---------- ITEMS

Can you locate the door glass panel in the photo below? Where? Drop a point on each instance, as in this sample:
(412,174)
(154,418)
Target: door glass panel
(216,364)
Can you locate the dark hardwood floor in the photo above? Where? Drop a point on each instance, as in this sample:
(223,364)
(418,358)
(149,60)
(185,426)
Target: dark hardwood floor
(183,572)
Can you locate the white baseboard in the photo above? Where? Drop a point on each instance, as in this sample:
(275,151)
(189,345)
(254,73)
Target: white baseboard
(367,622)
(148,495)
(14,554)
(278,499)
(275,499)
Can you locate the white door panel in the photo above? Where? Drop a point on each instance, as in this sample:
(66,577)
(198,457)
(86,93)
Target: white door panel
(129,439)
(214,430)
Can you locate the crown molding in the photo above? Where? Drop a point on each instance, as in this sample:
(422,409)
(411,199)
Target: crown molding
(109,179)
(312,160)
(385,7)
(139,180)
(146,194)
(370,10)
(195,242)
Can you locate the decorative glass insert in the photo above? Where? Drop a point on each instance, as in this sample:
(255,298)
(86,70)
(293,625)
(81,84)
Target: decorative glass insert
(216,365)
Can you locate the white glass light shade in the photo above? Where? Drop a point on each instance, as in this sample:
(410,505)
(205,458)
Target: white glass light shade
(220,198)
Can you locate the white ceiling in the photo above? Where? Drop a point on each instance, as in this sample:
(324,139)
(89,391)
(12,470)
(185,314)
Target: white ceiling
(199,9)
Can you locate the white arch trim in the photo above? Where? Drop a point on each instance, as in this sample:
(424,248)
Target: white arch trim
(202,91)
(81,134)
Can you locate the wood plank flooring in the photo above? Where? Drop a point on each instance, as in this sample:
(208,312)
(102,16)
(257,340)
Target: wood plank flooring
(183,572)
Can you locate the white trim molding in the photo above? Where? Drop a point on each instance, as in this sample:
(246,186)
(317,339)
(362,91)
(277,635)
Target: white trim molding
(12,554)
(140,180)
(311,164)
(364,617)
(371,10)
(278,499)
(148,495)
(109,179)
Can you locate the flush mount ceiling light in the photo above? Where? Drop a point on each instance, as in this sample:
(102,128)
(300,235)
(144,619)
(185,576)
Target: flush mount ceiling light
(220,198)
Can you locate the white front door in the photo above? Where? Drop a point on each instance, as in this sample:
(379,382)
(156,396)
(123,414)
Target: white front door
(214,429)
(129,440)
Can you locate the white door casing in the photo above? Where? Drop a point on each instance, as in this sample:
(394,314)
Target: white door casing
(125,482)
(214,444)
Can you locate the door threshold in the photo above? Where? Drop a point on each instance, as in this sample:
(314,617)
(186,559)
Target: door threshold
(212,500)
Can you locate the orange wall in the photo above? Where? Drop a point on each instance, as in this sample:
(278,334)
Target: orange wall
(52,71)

--------------------

WRITTEN EXERCISE:
Only those lines running from the one containing "Can you locate the white front" through the last line of the data above are to be copied, exactly, with both ends included.

SOLUTION FOR THIS TASK:
Can you locate the white front door in the photo above? Where? Drop a point on each instance, as in this sample:
(379,382)
(156,396)
(123,414)
Target: white front door
(214,429)
(129,440)
Can you locate the white door casing in the photo above? Where? Drop a point on each instance, as in this sample:
(394,314)
Target: white door casing
(125,482)
(214,444)
Can you locate the door threshold in the photo above? Where? Drop a point on each instance, as in this sample:
(314,617)
(186,559)
Target: door threshold
(212,500)
Can you locate the orange wall in the photo above? Where? Drop a point on each instance, as in this sample:
(278,334)
Target: orange wall
(52,71)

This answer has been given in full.